[begin GIVEN RECORDS]

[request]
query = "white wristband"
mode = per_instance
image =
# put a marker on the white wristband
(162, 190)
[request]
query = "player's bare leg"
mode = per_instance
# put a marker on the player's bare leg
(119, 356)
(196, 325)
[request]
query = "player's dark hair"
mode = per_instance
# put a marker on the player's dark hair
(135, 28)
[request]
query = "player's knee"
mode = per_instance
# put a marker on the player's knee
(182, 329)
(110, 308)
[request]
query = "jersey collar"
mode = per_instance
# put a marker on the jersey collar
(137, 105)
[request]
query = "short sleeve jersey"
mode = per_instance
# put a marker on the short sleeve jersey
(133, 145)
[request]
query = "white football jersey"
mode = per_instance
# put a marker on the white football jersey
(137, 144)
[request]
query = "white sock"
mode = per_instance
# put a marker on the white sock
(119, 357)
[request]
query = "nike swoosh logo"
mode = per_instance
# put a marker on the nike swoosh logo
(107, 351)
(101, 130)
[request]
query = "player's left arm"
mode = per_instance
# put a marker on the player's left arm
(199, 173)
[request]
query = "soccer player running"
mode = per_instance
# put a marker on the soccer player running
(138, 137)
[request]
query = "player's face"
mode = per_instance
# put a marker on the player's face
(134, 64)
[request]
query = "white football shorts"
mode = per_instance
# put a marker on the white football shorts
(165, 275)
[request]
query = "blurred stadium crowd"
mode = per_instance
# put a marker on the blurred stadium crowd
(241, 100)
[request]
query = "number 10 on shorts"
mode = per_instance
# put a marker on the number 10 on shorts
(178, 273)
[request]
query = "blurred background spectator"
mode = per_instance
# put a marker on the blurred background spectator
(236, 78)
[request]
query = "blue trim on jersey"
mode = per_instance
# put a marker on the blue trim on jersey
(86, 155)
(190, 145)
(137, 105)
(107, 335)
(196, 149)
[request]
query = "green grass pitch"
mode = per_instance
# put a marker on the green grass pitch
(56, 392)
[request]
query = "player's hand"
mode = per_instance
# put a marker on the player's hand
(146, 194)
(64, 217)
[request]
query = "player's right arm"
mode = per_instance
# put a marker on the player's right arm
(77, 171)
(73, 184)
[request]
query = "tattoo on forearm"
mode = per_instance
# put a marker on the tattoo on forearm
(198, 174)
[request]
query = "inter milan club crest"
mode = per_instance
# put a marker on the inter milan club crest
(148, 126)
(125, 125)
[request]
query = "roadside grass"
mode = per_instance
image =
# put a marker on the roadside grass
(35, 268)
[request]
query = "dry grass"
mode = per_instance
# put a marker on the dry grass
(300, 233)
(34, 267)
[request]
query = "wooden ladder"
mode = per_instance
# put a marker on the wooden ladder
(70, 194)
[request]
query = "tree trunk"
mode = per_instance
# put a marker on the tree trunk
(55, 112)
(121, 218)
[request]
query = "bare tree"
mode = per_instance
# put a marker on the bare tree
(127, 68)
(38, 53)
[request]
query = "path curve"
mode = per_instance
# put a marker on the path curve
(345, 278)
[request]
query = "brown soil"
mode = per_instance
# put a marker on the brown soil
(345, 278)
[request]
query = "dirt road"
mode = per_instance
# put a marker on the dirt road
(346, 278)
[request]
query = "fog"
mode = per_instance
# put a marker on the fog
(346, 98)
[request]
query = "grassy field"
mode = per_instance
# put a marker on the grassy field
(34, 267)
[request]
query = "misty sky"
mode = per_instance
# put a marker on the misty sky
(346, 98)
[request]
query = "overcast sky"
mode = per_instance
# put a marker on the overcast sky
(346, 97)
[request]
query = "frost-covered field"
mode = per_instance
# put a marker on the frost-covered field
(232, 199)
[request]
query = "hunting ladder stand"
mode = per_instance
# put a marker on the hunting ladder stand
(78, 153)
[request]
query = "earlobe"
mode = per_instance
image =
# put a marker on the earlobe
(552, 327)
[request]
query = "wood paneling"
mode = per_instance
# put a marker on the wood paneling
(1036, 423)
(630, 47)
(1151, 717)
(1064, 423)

[end GIVEN RECORDS]

Output the records exactly, including every line.

[request]
query = "white wristband"
mode = per_instance
image =
# put a marker on the white wristband
(162, 190)
[request]
query = "player's bare leg"
mode = per_instance
# put a marker on the player's bare leg
(119, 356)
(196, 325)
[request]
query = "player's dark hair"
mode = per_instance
# put a marker on the player's dark hair
(135, 28)
[request]
query = "player's knee"
mode = per_instance
# put a marker on the player's knee
(182, 329)
(110, 308)
[request]
query = "jersey collar"
mode = per_instance
# put a marker on the jersey collar
(137, 105)
[request]
query = "short sleeve jersey"
mode = per_instance
# put a marker on the short sleeve jersey
(133, 145)
[request]
query = "white football jersey"
mode = per_instance
# put a marker on the white football jersey
(137, 144)
[request]
query = "white sock"
mode = per_instance
# put a marker on the white sock
(119, 357)
[request]
query = "nike swoosh logo"
mode = per_instance
# put a marker on the nike swoosh logo
(107, 351)
(101, 130)
[request]
query = "player's left arm"
mode = per_instance
# put a marker on the player's left arm
(199, 173)
[request]
query = "soccer player running"
mode = per_instance
# put a marker on the soccer player running
(138, 137)
[request]
query = "player's face"
mode = per_instance
# put a marker on the player's face
(134, 64)
[request]
query = "white football shorts"
mode = per_instance
# put a marker on the white football shorts
(165, 275)
[request]
query = "blurred stadium crowd"
mode = per_instance
# put a marker on the blurred stadium crowd
(241, 100)
[request]
query = "number 10 on shorts"
mode = per_instance
# put a marker on the number 10 on shorts
(178, 273)
[request]
query = "blurred background spectator"
mode = per_instance
# put a marker on the blurred background spectator
(236, 78)
[request]
query = "blue trim on jersey"
mode = per_instance
# put a marker on the blue trim on jersey
(86, 155)
(190, 145)
(137, 105)
(107, 335)
(196, 149)
[request]
query = "green grass pitch"
mode = per_instance
# put a marker on the green grass pitch
(56, 392)
[request]
query = "player's hand"
mode = per_instance
# put a marker on the player's hand
(146, 194)
(64, 217)
[request]
query = "player's right arm"
mode = per_instance
# put a marker on the player's right arm
(77, 171)
(73, 184)
[request]
query = "tattoo on forearm"
mode = per_instance
# put a marker on the tattoo on forearm
(198, 174)
[request]
query = "inter milan club crest"
mode = per_instance
# put a marker on the inter milan club crest
(148, 126)
(125, 125)
[request]
query = "roadside grass"
mode = per_instance
image =
# put a marker on the roadside grass
(35, 268)
[request]
query = "dry grass"
mode = per_instance
# put a marker on the dry grass
(300, 233)
(34, 267)
[request]
query = "wooden ladder"
mode = per_instance
# put a marker on the wooden ladder
(70, 194)
[request]
query = "tree trunk"
mode = per_instance
# put a marker on the tree trunk
(55, 112)
(121, 218)
[request]
query = "bare tree"
mode = per_instance
# put a marker on the bare tree
(127, 68)
(38, 53)
[request]
query = "path curve"
mode = per_instance
# put a marker on the path curve
(345, 278)
[request]
query = "brown soil"
mode = per_instance
# put a marker on the brown soil
(345, 278)
[request]
query = "dirt road"
mode = per_instance
# put a marker on the dirt road
(346, 278)
[request]
query = "fog"
mode = per_instance
# put a marker on the fog
(346, 98)
[request]
query = "grassy field"
mode = per_instance
# put a marker on the grassy field
(34, 267)
[request]
query = "misty sky"
mode = per_instance
# put a marker on the misty sky
(346, 98)
[request]
query = "overcast sky"
mode = per_instance
# put a marker on the overcast sky
(346, 97)
[request]
query = "frost-covered field"
mode = per_instance
# put a marker on the frost-covered field
(232, 199)
[request]
query = "hunting ladder stand"
mode = per_instance
# put a marker on the hunting ladder stand
(78, 153)
[request]
query = "earlobe"
mode = per_instance
image =
# put a marker on the earlobe
(552, 327)
[request]
query = "wood paneling"
mode = per_instance
# put a marker on the wood paneling
(1036, 423)
(630, 47)
(1151, 717)
(1064, 423)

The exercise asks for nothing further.